* [Given task]: Copy each of the following entries line for line, with no changes.

Stored dataset items
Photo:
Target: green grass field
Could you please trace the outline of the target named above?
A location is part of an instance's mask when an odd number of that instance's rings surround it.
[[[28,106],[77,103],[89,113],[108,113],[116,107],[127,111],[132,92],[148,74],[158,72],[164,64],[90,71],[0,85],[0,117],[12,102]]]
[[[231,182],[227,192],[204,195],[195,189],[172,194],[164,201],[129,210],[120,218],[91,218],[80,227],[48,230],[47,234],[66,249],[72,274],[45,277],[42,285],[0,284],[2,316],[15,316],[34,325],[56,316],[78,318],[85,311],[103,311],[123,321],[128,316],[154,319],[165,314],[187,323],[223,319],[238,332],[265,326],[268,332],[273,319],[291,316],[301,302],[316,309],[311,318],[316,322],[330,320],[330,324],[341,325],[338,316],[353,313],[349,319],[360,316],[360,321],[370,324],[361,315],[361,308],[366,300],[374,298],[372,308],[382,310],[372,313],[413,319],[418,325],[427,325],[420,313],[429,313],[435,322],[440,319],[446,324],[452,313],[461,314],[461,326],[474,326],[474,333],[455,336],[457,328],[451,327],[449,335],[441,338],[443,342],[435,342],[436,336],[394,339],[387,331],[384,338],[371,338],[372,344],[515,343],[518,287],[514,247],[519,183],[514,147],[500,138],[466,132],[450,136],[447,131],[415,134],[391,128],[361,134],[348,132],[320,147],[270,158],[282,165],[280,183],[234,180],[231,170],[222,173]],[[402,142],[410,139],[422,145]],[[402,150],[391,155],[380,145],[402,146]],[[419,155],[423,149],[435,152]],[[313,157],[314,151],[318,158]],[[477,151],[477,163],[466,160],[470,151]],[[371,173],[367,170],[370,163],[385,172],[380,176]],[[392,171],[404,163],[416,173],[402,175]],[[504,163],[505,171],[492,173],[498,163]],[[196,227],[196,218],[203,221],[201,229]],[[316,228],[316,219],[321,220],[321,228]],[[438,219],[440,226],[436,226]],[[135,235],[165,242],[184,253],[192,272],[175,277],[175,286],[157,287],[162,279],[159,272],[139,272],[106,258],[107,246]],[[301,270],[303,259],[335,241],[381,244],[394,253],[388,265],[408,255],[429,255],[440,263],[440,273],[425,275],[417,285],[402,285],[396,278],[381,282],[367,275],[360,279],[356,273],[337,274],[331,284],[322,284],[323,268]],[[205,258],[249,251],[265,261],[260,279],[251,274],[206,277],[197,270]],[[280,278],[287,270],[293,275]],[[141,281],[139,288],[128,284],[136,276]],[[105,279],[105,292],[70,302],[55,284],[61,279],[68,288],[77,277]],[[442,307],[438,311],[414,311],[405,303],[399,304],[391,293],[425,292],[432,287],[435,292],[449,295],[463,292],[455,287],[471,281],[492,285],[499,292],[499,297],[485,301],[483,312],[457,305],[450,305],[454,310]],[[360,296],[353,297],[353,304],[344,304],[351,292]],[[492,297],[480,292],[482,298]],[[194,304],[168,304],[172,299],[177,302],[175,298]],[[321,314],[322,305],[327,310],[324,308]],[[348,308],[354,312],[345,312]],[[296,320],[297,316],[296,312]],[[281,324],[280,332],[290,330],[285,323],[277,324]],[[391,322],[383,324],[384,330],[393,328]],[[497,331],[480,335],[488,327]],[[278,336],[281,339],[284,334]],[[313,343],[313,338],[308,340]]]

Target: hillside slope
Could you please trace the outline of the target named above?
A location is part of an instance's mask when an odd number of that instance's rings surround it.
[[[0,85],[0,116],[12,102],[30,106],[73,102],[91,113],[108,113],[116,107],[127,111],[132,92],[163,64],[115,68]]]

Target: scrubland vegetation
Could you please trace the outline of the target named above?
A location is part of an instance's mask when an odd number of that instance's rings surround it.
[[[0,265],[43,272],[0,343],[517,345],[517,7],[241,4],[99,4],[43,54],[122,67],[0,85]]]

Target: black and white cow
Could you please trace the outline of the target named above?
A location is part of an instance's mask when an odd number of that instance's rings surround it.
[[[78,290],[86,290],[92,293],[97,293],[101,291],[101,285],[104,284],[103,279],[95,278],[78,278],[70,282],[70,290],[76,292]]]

* [Task response]:
Photo:
Target: green grass field
Could you please trace the outline of the target named above?
A location is part of an instance's mask when an odd number of that instance's rings surround it.
[[[28,106],[77,103],[89,113],[108,113],[116,107],[127,111],[132,92],[148,74],[158,72],[164,64],[90,71],[0,85],[0,117],[12,102]]]
[[[231,182],[227,192],[204,195],[195,189],[172,194],[164,201],[129,210],[120,218],[91,218],[80,227],[48,230],[47,234],[66,249],[72,274],[45,277],[42,285],[0,284],[2,316],[15,316],[34,325],[56,316],[78,318],[85,311],[103,311],[123,321],[128,316],[154,319],[165,314],[187,323],[223,319],[238,332],[265,326],[268,332],[273,319],[291,316],[301,302],[316,309],[311,318],[316,322],[330,320],[330,324],[341,325],[338,316],[353,313],[349,319],[360,316],[360,321],[370,324],[361,315],[361,308],[366,300],[374,298],[372,308],[382,310],[372,313],[413,319],[418,325],[427,325],[420,313],[429,313],[435,322],[440,319],[446,324],[452,313],[461,314],[461,326],[474,326],[474,333],[455,336],[457,328],[451,327],[449,335],[441,338],[443,342],[435,342],[436,336],[394,339],[387,331],[384,338],[371,338],[372,344],[515,343],[518,287],[514,247],[519,183],[514,147],[500,138],[466,132],[450,136],[447,131],[415,134],[391,128],[361,134],[348,132],[320,147],[270,158],[282,165],[280,183],[234,180],[231,170],[222,173]],[[402,142],[410,139],[422,145]],[[402,150],[391,155],[380,145],[402,146]],[[419,155],[423,149],[435,152]],[[313,157],[314,151],[318,158]],[[477,151],[477,163],[466,160],[470,151]],[[371,173],[367,170],[370,163],[385,172],[380,176]],[[392,171],[404,163],[416,173],[402,175]],[[504,163],[505,171],[492,173],[498,163]],[[196,227],[196,218],[203,221],[201,229]],[[316,228],[316,219],[321,220],[321,228]],[[438,219],[440,226],[436,226]],[[135,235],[165,242],[184,253],[192,272],[175,277],[175,286],[157,287],[162,279],[159,272],[139,272],[106,258],[107,246]],[[301,270],[303,259],[335,241],[381,244],[394,253],[388,265],[408,255],[429,255],[440,263],[440,273],[425,275],[417,285],[402,285],[396,278],[381,282],[367,275],[360,279],[356,273],[337,274],[331,284],[322,284],[323,268]],[[205,258],[249,251],[265,261],[260,279],[251,274],[206,277],[197,270]],[[280,278],[287,270],[293,275]],[[141,281],[139,288],[128,284],[136,276]],[[105,279],[105,292],[70,302],[55,284],[61,279],[68,288],[77,277]],[[442,307],[438,311],[414,311],[405,303],[399,304],[391,293],[425,292],[432,287],[435,292],[449,295],[463,292],[455,287],[471,281],[492,285],[499,292],[499,297],[485,301],[483,312],[457,305],[450,305],[454,310]],[[360,296],[353,297],[353,304],[344,304],[351,292]],[[492,297],[480,292],[482,298]],[[194,304],[168,304],[172,299],[177,302],[175,298]],[[321,314],[322,305],[327,310],[324,308]],[[348,308],[354,312],[345,312]],[[296,320],[297,316],[296,312]],[[281,324],[280,332],[290,330],[285,323],[277,324]],[[391,322],[383,324],[384,330],[393,328]],[[497,331],[480,335],[488,327]],[[278,336],[281,339],[284,334]],[[313,343],[313,338],[308,340]]]

Target: hillside slope
Could you please trace the outline of the target named above?
A location is part of an instance's mask when an odd number of that instance's rings surround it.
[[[0,85],[0,116],[12,102],[30,106],[73,102],[91,113],[108,113],[116,107],[127,111],[132,92],[163,64],[115,68]]]

Target: scrubland vegetation
Could you please trace the outline of the target named above?
A location is part of an instance's mask when an odd number of that instance's rings surround it.
[[[0,265],[43,272],[0,343],[517,345],[517,7],[241,4],[99,4],[43,54],[122,67],[0,85]]]

Target: black and white cow
Could you please trace the outline of the target named above?
A location is part of an instance's mask when an odd number of that instance's rings surround it.
[[[78,290],[86,290],[92,293],[97,293],[101,291],[101,285],[104,284],[103,279],[95,278],[78,278],[70,282],[70,290],[76,292]]]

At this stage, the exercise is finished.